◆ **Text**:
***
Ken Nunnenkamp, Republican Party of Virginia Executive Director: “That is a win for rural communities”
Winsome Earle-Sears: “The bill as you know now does so many great things”
VIRGINIA – New reporting from CNN details the closing of three rural clinics in Virginia because of Donald Trump's tax law that Winsome Earle-Sears backs. In an interview with CNN, Winsome Earle-Sears outright lied when asked about the tax law, saying “there are no Virginians who are going to lose Medicaid coverage in Virginia” as 350,000 Virginians are expected to lose healthcare. Sears also said the law “does so many great things” as reports detailed how the law would force rural hospitals and health centers to close.
Ken Nunnenkamp, executive director of the Virginia GOP, told CNN that the clinics closing are a “win for rural communities.”
CNN: Rural health clinics are closing after Trump’s ‘One Big Beautiful Bill,’ raising the legislation’s political risks
- Exactly two months after President Donald Trump signed his policy megabill in a July 4 celebration at the White House, a Virginia health care company blamed the law for the closure of three rural clinics serving communities along the Blue Ridge Mountains.
- The closures, Augusta Medical Group said in its statement, were part of the company’s “ongoing response to the One Big Beautiful Bill Act and the resulting realities for healthcare delivery.”
- Democratic gubernatorial nominee Abigail Spanberger recently campaigned in Buena Vista, a 6,600-person town that is losing its clinic, as she tries to improve her party’s standing with rural voters ahead of this fall’s election.
- “Rural hospitals are closing, at the end of the day. We’re seeing the tip of the iceberg here in Virginia, and it’s a sign of what’s to come,” said Marshall Cohen, a veteran Democratic strategist at the political firm KMM Strategies.
- Candice Crow, a mother of four children who have autism, heavily relies on the Bon Secours - Southampton Medical Center in Franklin, Virginia, one of the facilities on the researchers’ list. She’s been raising concerns with local media and spoke to CNN.
- “The staff there are so kind and caring. They do go above and beyond. They’re very accommodating for the special needs children and all their little medical complexities that they have,” Crow said. “Every minute counts when it comes to emergencies. This could cost someone their life, so you’re taking away their lifeline.”
- Virginia Lt. Gov. Winsome Earle-Sears, the GOP nominee for governor, has also proposed tapping the state’s rainy day fund to help cover additional funding.
- “We want to make sure that whatever happens with Medicaid, we have the money here to help. We have the money and the budget to help. You know, we have put money aside for rainy day,” Sears said at an event in Marion, according to a report from Cardinal News.
- Spanberger says that rainy day fund – which outgoing GOP Gov. Glenn Youngkin said last month held $4.7 billion – won’t be enough.
- “This is not a rainy day. This is a bad bill that came out of Washington,” Spanberger said on the first day of early voting in Virginia at an event in Fairfax on Friday. “They are throwing those costs on the state, and in the interim, people will fall off of their health care, so the problem is immense.”
***
◆ **Listed records**:

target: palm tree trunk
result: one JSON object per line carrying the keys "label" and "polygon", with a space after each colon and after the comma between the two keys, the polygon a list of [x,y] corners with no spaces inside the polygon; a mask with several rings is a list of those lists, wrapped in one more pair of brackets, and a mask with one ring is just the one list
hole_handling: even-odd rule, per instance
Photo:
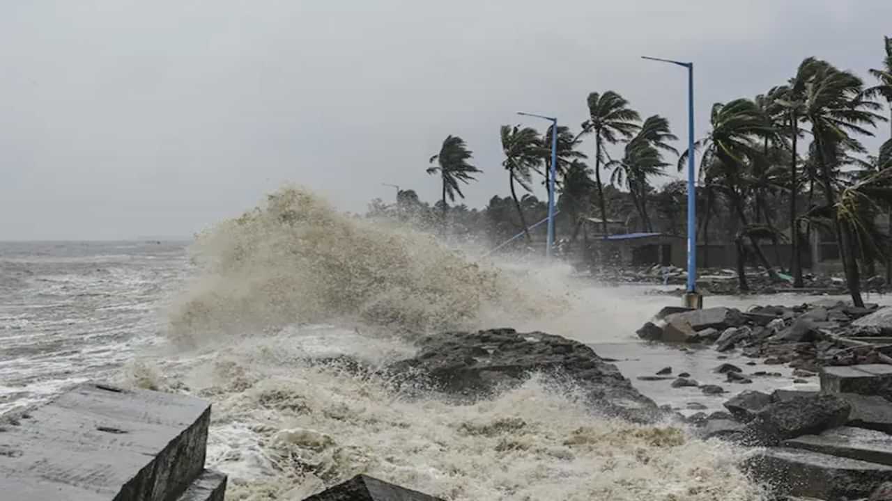
{"label": "palm tree trunk", "polygon": [[607,237],[607,209],[604,201],[604,187],[601,186],[601,131],[595,130],[595,182],[598,184],[598,204],[601,209],[601,231],[603,238]]}
{"label": "palm tree trunk", "polygon": [[743,245],[743,238],[739,234],[734,239],[734,244],[737,247],[737,279],[739,283],[739,288],[741,292],[747,292],[749,291],[749,284],[747,283],[747,250]]}
{"label": "palm tree trunk", "polygon": [[852,234],[848,225],[839,221],[839,215],[836,211],[836,194],[833,193],[833,185],[830,177],[830,168],[825,156],[823,142],[821,141],[820,131],[814,132],[814,142],[818,150],[818,159],[821,162],[822,183],[824,185],[824,195],[827,197],[827,205],[833,208],[833,231],[837,237],[837,249],[839,252],[839,260],[842,262],[843,269],[846,272],[846,284],[848,286],[848,293],[852,296],[852,303],[863,308],[864,301],[861,299],[861,277],[858,275],[858,263],[855,259],[852,249],[849,245],[853,242]]}
{"label": "palm tree trunk", "polygon": [[797,139],[799,137],[798,118],[796,114],[790,117],[793,129],[793,160],[789,162],[789,241],[790,241],[790,263],[789,270],[793,274],[793,287],[803,288],[805,283],[802,279],[802,262],[799,260],[799,223],[796,215],[796,197],[799,193],[798,184],[796,178],[797,164]]}
{"label": "palm tree trunk", "polygon": [[[740,223],[742,223],[744,227],[746,227],[749,223],[747,222],[747,215],[743,211],[743,203],[740,201],[740,196],[736,193],[732,193],[731,196],[733,199],[731,202],[737,208],[738,217],[740,219]],[[753,251],[756,253],[756,259],[759,259],[762,267],[765,268],[766,272],[768,272],[768,276],[770,276],[772,280],[777,281],[779,279],[778,275],[774,271],[774,268],[772,267],[771,263],[768,262],[768,259],[765,258],[765,254],[762,251],[762,249],[759,247],[758,240],[752,235],[747,236],[749,239],[749,243],[753,246]]]}
{"label": "palm tree trunk", "polygon": [[530,231],[526,226],[526,219],[524,218],[524,211],[520,209],[520,201],[517,201],[517,193],[514,191],[514,172],[510,169],[508,171],[508,185],[511,186],[511,198],[514,199],[514,206],[517,209],[517,216],[520,217],[520,224],[524,225],[524,235],[526,236],[526,242],[533,243],[533,239],[530,238]]}
{"label": "palm tree trunk", "polygon": [[442,232],[443,236],[446,236],[446,177],[443,177],[443,222],[442,222]]}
***
◆ **Questions**:
[a] In the text on the Virginia clinic closures, which company blamed the law for closing three rural clinics?
[b] List every person named in the text on the Virginia clinic closures.
[c] From the text on the Virginia clinic closures, write out the passage starting with "Ken Nunnenkamp, Republican" and going on through "centers to close.".

◆ **Results of the tasks**:
[a] Augusta Medical Group

[b] Ken Nunnenkamp, Winsome Earle-Sears, Donald Trump, Abigail Spanberger, Marshall Cohen, Candice Crow, Glenn Youngkin

[c]
Ken Nunnenkamp, Republican Party of Virginia Executive Director: “That is a win for rural communities”
Winsome Earle-Sears: “The bill as you know now does so many great things”
VIRGINIA – New reporting from CNN details the closing of three rural clinics in Virginia because of Donald Trump's tax law that Winsome Earle-Sears backs. In an interview with CNN, Winsome Earle-Sears outright lied when asked about the tax law, saying “there are no Virginians who are going to lose Medicaid coverage in Virginia” as 350,000 Virginians are expected to lose healthcare. Sears also said the law “does so many great things” as reports detailed how the law would force rural hospitals and health centers to close.